— EXERCISE REQUIREMENTS —
Among the records below, find each line bearing the word "dark" and copy it.

━━━ INPUT ━━━

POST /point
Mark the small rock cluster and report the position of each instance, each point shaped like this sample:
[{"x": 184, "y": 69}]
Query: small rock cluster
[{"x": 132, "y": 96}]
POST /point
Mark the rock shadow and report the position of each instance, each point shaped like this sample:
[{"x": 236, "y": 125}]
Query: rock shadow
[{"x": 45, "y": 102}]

━━━
━━━ INPUT ━━━

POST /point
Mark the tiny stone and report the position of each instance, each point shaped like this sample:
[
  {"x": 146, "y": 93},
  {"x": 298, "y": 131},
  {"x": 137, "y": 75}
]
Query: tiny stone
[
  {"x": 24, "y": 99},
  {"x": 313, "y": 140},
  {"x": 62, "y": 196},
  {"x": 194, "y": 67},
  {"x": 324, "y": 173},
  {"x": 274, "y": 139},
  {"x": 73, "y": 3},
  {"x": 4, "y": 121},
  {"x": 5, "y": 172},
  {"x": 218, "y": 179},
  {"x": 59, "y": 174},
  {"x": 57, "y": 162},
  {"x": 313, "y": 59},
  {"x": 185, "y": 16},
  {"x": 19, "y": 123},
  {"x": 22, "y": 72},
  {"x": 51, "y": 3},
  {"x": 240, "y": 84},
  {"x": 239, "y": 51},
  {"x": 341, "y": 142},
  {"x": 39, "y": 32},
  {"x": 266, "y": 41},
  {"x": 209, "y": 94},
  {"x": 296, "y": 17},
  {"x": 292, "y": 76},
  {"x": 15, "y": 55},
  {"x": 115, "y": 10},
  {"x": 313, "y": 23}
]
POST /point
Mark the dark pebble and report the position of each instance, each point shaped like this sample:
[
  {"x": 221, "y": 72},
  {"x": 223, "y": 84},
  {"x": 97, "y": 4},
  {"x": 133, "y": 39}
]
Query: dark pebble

━━━

— EXERCISE RESULT —
Mark the dark pebble and report the position of each instance, each point shaped like this sample:
Query: dark pebble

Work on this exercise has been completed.